Exactly and only the lines from the one with "light cord, written" through the end of the listing are to be transcribed, both ends included.
# start of Entries shown
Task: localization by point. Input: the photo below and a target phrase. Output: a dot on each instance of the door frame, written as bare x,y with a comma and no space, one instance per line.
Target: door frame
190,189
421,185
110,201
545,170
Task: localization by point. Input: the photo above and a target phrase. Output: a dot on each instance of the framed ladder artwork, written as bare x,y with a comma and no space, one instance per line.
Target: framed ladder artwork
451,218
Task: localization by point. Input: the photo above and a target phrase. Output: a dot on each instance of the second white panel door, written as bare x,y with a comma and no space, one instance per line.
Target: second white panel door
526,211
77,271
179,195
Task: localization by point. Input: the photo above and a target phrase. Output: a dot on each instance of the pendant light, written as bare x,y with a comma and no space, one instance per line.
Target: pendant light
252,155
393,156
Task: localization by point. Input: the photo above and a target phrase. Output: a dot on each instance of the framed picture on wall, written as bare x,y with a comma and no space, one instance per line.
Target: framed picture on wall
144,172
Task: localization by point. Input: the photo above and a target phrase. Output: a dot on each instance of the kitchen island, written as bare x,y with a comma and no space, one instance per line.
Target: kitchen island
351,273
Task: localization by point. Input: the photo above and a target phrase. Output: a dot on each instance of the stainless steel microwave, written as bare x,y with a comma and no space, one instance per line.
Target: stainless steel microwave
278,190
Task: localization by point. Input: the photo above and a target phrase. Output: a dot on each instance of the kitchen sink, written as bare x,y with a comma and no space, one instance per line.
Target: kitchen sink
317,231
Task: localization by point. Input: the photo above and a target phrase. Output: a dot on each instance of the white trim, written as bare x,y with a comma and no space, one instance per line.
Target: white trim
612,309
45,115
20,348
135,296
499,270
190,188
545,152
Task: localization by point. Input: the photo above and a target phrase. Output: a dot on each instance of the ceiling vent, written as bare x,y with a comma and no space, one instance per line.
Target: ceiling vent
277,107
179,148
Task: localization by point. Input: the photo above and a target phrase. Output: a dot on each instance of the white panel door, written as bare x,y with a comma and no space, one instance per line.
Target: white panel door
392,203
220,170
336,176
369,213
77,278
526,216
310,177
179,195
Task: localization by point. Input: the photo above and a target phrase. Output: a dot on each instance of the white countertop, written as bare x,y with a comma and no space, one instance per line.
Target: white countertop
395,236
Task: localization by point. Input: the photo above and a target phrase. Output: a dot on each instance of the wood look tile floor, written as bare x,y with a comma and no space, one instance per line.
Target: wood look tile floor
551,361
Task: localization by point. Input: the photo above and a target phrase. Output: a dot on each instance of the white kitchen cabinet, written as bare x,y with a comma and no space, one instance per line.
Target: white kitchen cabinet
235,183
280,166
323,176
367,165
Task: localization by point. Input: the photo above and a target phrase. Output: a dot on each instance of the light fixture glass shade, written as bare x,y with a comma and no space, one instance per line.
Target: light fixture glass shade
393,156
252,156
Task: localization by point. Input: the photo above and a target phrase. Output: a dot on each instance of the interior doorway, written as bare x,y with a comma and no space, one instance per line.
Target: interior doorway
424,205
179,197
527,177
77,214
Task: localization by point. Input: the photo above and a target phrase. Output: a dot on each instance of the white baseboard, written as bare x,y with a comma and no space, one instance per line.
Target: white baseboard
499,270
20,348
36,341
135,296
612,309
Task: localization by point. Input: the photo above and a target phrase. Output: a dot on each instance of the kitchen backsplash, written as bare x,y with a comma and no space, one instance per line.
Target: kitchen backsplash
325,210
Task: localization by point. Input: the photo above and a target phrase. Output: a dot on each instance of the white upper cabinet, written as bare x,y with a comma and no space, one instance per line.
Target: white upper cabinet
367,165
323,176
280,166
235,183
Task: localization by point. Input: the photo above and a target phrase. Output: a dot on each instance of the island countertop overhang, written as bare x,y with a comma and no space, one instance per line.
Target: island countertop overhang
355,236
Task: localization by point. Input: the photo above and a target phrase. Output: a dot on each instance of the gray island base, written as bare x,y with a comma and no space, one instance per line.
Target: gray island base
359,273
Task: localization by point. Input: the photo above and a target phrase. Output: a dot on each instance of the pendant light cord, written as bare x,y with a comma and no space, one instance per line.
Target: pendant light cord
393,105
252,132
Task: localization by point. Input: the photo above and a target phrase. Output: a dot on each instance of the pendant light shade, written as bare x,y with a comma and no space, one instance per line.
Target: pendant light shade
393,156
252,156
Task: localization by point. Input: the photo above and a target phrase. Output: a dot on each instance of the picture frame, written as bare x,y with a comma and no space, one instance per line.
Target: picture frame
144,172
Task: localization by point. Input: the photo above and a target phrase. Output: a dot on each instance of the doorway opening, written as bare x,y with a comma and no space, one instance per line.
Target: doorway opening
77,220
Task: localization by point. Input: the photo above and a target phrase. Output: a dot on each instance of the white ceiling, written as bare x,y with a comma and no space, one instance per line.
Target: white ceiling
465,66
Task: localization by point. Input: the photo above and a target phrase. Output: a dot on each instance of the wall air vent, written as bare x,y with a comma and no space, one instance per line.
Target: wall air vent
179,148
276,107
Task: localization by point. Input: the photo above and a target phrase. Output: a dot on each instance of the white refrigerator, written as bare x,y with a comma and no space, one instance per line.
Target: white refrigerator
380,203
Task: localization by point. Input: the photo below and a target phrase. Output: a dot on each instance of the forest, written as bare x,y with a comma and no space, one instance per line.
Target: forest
# end of Entries shown
◆ **Result for this task**
Task: localization by point. Input: the photo above and a target phrase. Output: a dot on each instance of the pendant light cord, written as bare x,y with a comma and no space, one instance per line.
Target: pendant light cord
393,105
252,132
Task: localization by point. Input: the photo above and a target phrase. Output: a dot on each instance of the pendant light shade, written as bare x,y with a comma and no space, one instance per line.
Target: pendant light shade
393,156
252,156
Task: localization by point. Input: the photo above and a target phrase. Output: a dot on each instance of the picture frame, written as bare x,y with a comma and no space, one instance per line.
Target: picture frame
144,172
Task: localization by point. Input: the photo above and a target phrase. Output: a dot on each instance of the doorway opening, written as bare x,y with a comma and no space, one instance per line.
Target: doorway opening
77,220
Task: localization by point. Input: the photo above and a target phrase. Output: a dot on each instance of the white ceiling, written as bare x,y with a comma and no space, one instance per line.
Target: white ceiling
465,66
Task: localization by point. Input: the photo above and a target phrase. Output: a dot on each instance of the wall air vent, written as bare x,y with a comma and no space, one instance per line.
Target: wall air vent
179,148
276,107
Task: localization by point. Input: the photo above and a target phrase. Output: a dot on each instance of the white refrigerator, written as bare x,y with a comma and no space, one instance per line.
Target: white refrigerator
380,203
Task: localization by point. Input: the photo below and a target phrase. Output: a dot on each instance of the forest, written as bare x,y with a comma and no space, one instance per line.
Target: forest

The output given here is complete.